> **TEXT UNDER STUDY**:
=======

Thursday, March 06, 2008



Why the Housing Market Crash Has Been Good For Me

So one of my dreams has always been to own my own home. Even as a teenager, I used to dream about having my own place. It would be some old farmhouse, with a big yard, and maybe a big old tree. My friends and family would come over and we’d cook food together, share stories, create stuff, laugh a lot, drink wine, and maybe even change the world. Yes, I did spend a lot of time daydreaming back then.

A little over three years ago, I finally decided to do it. I had a good professional job in my chosen career, I lived in a moldering old practically subterranean apartment run by a slumlord, with a sunken kitchen that flooded every winter when it rained, and a shower with a drain that was open to the sewer (I kid you not.) Every once in awhile, my neighbor’s toilet would overflow into my shower. I had lived there for ten years, believe it or not. It was time to get out.

The choices were to move to another apartment, or finally realize my dream of home ownership.

When I owned my house (not an old farmhouse with a tree, but a circa 1943 shipyard worker’s house with a yard), I was not as ecstatic as I expected. Anyone who owns a home probably knows how I feel. It’s work! And money! And I pay a crapload of property taxes!

=======

> **Segmentation mask records**:
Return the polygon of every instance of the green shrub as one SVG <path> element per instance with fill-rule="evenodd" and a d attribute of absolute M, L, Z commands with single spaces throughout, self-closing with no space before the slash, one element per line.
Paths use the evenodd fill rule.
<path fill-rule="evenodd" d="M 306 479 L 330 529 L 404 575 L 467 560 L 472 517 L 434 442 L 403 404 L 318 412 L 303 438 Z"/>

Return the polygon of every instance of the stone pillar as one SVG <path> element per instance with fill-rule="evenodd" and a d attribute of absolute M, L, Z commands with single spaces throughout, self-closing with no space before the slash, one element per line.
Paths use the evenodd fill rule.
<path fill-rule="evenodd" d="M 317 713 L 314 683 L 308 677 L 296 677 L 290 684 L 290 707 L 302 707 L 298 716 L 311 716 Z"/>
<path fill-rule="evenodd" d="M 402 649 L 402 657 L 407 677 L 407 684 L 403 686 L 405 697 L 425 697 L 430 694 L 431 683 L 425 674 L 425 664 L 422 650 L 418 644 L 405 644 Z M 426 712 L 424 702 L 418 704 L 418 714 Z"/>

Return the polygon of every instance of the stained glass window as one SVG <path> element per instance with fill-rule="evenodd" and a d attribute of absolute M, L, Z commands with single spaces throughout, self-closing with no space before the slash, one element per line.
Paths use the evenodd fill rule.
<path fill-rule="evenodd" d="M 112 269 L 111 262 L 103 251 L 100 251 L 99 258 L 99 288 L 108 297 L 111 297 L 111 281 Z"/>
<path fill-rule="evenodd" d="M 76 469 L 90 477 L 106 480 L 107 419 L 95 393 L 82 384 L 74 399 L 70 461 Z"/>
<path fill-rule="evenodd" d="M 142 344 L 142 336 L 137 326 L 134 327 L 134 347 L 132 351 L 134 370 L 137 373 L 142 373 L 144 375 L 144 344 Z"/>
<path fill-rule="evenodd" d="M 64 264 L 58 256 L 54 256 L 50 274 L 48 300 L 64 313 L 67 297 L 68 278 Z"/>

=======

> **WORK TASK**:
Copy the post on the housing market crash word for word from "When I owned" to "of property taxes!".

> **REPLY TO THE TASK**:
When I owned my house (not an old farmhouse with a tree, but a circa 1943 shipyard worker’s house with a yard), I was not as ecstatic as I expected. Anyone who owns a home probably knows how I feel. It’s work! And money! And I pay a crapload of property taxes!